WHAT THE EXERCISE ASKS:
In your reply, repeat every entry exactly and skip over each picture.
::: DATA TO USE
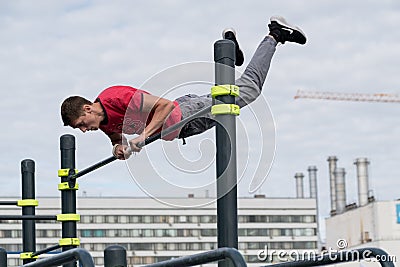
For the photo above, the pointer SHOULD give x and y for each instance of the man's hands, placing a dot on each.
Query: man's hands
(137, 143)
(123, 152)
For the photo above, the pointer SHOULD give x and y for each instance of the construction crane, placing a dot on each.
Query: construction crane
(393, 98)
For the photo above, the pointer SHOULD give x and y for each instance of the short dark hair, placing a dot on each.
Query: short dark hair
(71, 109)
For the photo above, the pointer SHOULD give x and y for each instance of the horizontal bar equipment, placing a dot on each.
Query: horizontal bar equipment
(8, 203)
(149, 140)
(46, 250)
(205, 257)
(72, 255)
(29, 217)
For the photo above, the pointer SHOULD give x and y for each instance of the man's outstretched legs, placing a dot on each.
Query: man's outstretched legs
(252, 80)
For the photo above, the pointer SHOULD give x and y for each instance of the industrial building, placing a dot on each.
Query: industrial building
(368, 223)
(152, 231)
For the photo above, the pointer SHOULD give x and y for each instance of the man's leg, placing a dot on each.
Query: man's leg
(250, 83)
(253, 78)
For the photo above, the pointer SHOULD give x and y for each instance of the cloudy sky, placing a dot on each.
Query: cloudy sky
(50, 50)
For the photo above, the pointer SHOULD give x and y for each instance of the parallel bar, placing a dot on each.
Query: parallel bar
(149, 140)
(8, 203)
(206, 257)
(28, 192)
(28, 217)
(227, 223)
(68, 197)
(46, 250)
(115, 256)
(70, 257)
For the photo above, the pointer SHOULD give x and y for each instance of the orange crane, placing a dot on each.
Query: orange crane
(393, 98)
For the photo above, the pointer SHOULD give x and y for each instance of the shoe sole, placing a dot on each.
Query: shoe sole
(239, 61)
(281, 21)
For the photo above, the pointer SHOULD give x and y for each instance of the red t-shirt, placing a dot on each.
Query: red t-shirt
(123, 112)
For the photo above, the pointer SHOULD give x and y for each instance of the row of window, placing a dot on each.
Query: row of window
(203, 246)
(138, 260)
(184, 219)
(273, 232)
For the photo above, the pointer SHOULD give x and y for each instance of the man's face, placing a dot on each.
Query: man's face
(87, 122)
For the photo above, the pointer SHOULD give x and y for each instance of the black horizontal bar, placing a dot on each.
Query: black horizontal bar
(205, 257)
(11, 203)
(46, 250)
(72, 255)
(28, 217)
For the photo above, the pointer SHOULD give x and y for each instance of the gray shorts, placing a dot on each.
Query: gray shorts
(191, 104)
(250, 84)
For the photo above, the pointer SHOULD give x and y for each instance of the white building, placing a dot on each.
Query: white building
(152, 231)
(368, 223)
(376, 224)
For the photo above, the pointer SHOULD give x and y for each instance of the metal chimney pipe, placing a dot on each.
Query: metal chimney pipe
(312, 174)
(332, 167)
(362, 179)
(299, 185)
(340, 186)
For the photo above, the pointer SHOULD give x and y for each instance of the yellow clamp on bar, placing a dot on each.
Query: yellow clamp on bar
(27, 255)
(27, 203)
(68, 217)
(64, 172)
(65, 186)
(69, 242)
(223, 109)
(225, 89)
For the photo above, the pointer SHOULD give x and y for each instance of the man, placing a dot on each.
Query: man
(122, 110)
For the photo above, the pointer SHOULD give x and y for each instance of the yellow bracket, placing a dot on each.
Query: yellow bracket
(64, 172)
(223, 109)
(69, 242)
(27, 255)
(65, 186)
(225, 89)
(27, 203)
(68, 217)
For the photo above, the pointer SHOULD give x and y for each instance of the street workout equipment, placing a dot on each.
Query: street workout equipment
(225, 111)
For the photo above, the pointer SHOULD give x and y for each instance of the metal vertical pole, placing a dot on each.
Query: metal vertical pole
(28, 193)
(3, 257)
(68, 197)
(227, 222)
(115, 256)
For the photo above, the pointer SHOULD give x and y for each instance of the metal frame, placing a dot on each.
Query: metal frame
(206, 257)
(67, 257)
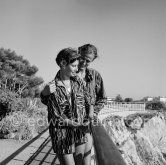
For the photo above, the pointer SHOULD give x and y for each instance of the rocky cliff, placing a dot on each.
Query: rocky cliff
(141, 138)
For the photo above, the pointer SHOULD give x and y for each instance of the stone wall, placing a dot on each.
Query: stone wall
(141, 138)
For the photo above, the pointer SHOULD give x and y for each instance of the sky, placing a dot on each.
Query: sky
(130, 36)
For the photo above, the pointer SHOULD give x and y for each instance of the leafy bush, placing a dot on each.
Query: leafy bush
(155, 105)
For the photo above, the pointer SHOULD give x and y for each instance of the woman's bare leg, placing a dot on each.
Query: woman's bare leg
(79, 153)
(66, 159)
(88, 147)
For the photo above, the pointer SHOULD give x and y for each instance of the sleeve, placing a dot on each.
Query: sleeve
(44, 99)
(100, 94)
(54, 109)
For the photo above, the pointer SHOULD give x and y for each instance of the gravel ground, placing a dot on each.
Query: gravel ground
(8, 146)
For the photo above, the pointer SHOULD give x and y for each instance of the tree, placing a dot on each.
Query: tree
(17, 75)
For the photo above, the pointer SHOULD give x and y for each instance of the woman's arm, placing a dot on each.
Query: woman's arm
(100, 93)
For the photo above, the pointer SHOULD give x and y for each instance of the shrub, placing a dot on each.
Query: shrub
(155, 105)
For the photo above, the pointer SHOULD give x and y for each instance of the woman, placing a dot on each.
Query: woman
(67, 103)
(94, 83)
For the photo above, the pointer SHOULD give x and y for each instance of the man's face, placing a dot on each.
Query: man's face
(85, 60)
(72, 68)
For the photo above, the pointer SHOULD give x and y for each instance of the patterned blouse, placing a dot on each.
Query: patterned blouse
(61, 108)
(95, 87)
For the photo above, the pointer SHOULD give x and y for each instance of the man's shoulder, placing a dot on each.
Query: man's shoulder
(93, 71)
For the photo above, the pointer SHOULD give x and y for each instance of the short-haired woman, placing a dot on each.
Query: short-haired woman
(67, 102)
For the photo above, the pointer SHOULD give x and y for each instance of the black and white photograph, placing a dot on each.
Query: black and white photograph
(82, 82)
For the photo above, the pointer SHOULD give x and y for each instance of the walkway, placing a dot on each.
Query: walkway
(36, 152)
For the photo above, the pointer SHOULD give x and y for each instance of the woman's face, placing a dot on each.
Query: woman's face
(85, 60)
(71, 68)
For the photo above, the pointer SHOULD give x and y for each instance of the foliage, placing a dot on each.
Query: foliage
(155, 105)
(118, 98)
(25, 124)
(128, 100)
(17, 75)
::::::
WRITTEN SOLUTION:
For the photo above, the pointer SHOULD give x and y for each instance of the man's hands, placing a dot on each.
Query: man's hands
(137, 143)
(123, 152)
For the photo above, the pointer SHOULD give x and y for each instance of the construction crane, placing a dot on each.
Query: construction crane
(393, 98)
For the photo above, the pointer SHOULD give x and y for each instance of the short dark hair, placing a dot on each.
Query: short dark hair
(71, 109)
For the photo above, the pointer SHOULD give x and y for each instance of the horizontal bar equipment, placing a dot on each.
Query: horizontal bar equipment
(8, 203)
(149, 140)
(46, 250)
(205, 257)
(72, 255)
(29, 217)
For the photo above, the pointer SHOULD give x and y for each instance of the man's outstretched legs, placing a dot on each.
Query: man's outstretched legs
(252, 80)
For the photo above, the pointer SHOULD give x and y for each instance of the industrial building, placing a dot on each.
Query: industrial building
(368, 223)
(152, 231)
For the photo above, the pointer SHOULD give x and y for each instance of the man's leg, placing a dot on each.
Query: man's leg
(250, 83)
(253, 78)
For the photo above, the pointer SHOULD give x and y for each instance of the cloudy sky, placing a dot on each.
Query: cloudy sky
(50, 50)
For the photo above, the pointer SHOULD give x and y for each instance of the parallel bar, placing a dot on each.
Query: parallel bar
(149, 140)
(8, 203)
(206, 257)
(28, 192)
(28, 217)
(227, 223)
(68, 197)
(46, 250)
(115, 256)
(70, 257)
For the photo above, the pointer SHOULD give x and y for each instance of the orange crane, placing a dot on each.
Query: orange crane
(393, 98)
For the photo above, the pointer SHOULD give x and y for each instance of the shoe sole, placing a dot on each.
Query: shoe sole
(239, 61)
(281, 21)
For the photo above, the pointer SHOULD give x and y for each instance of the red t-shirt, placing a dot on each.
Query: red t-shirt
(123, 112)
For the photo above, the pointer SHOULD give x and y for each instance of the row of window, placing a dot on each.
Query: row of window
(203, 246)
(138, 260)
(184, 219)
(273, 232)
For the photo above, the pointer SHOULD give x and y for each instance of the man's face, placing a dot on each.
Query: man's face
(87, 122)
For the photo above, the pointer SHOULD give x and y for each instance of the black horizontal bar, placing a dot on each.
Query: black horizontal bar
(205, 257)
(11, 203)
(46, 250)
(72, 255)
(28, 217)
For the photo above, the pointer SHOULD give x and y for each instance of the gray shorts, placing a dot on each.
Query: gray shorts
(191, 104)
(250, 84)
For the photo above, the pointer SHOULD give x and y for each instance of the white building, placing a dot on each.
Query: white building
(152, 231)
(368, 223)
(376, 224)
For the photo above, the pointer SHOULD give x and y for each instance of the metal chimney pipe, placing a dot on each.
Query: metal chimney pipe
(312, 174)
(332, 167)
(362, 179)
(299, 185)
(340, 186)
For the photo above, the pointer SHOULD give x and y for each instance of the yellow clamp on bar, placing a dot on each.
Query: yellow clamp on bar
(27, 255)
(27, 203)
(68, 217)
(64, 172)
(65, 186)
(69, 242)
(223, 109)
(225, 89)
For the photo above, the pointer SHOULD give x and y for each instance of the man, placing a dot on each.
Query: man
(122, 110)
For the photo above, the pointer SHOULD give x and y for each instance of the yellow bracket, placing a dot on each.
Query: yellow bracket
(64, 172)
(223, 109)
(69, 242)
(27, 255)
(65, 186)
(225, 89)
(27, 203)
(68, 217)
For the photo above, the pointer SHOULD give x and y for each instance of the street workout equipment, placing a dot on each.
Query: street workout equipment
(225, 111)
For the photo above, the pointer SHOULD give x and y for each instance of the metal vertical pole, placing a dot on each.
Query: metal vertical pole
(28, 193)
(3, 257)
(68, 197)
(227, 222)
(115, 256)
For the photo above, the pointer SHOULD give x and y for each instance of the metal frame, placing a dot on each.
Query: metal frame
(206, 257)
(67, 257)
For the photo above, the pointer SHOULD give x and y for each instance of the rocky cliff, placing a dot on each.
Query: rocky cliff
(141, 138)
For the photo above, the pointer SHOULD give x and y for each instance of the stone wall, placing a dot on each.
Query: stone wall
(141, 138)
For the photo above, the pointer SHOULD give x and y for each instance of the sky, placing a dot on each.
Query: sky
(130, 36)
For the photo above, the pointer SHOULD give x and y for each instance of the leafy bush, placing a dot on each.
Query: leafy bush
(155, 105)
For the photo above, the pointer SHOULD give x and y for each instance of the woman's bare leg, placing a dot on each.
Query: woman's bare leg
(79, 153)
(66, 159)
(88, 147)
For the photo above, the pointer SHOULD give x and y for each instance of the sleeve, placing a dot on each.
Query: sleeve
(44, 99)
(100, 94)
(54, 109)
For the photo above, the pointer SHOULD give x and y for each instance of the gravel ground, placing a dot on each.
Query: gravel ground
(8, 146)
For the photo above, the pointer SHOULD give x and y for each instance of the tree, placing a dot on each.
Query: tree
(17, 75)
For the photo above, the pointer SHOULD give x and y for each instance of the woman's arm, placing a dot on each.
Query: woman's arm
(100, 93)
For the photo above, the pointer SHOULD give x and y for each instance of the shrub, placing a dot on each.
Query: shrub
(155, 105)
For the photo above, the pointer SHOULD give x and y for each instance of the woman, placing a dot on each.
Query: woman
(67, 103)
(94, 83)
For the photo above, the pointer SHOULD give x and y for each instance of the man's face, placing a dot on each.
Query: man's face
(85, 60)
(72, 68)
For the photo above, the pointer SHOULD give x and y for each instance of the patterned blouse, placing a dot on each.
Query: patterned blouse
(61, 108)
(95, 87)
For the photo above, the pointer SHOULD give x and y for each instance of the man's shoulder, placing a dot on each.
Query: man's shoulder
(93, 71)
For the photo above, the pointer SHOULD give x and y for each instance of the short-haired woman, placing a dot on each.
Query: short-haired woman
(67, 102)
For the photo above, the pointer SHOULD give x and y for each instance of the black and white photograph, placing a dot on each.
Query: black and white photograph
(82, 82)
For the photo above, the pointer SHOULD give x and y for each instance of the walkway, placing a dot on each.
Query: walkway
(36, 152)
For the photo above, the pointer SHOULD give x and y for each instance of the woman's face, placing a dot on each.
Query: woman's face
(85, 60)
(71, 68)
For the photo above, the pointer SHOULD give x and y for each instance of the foliage, placing a dot on each.
Query: foliage
(155, 105)
(118, 98)
(25, 124)
(128, 100)
(17, 75)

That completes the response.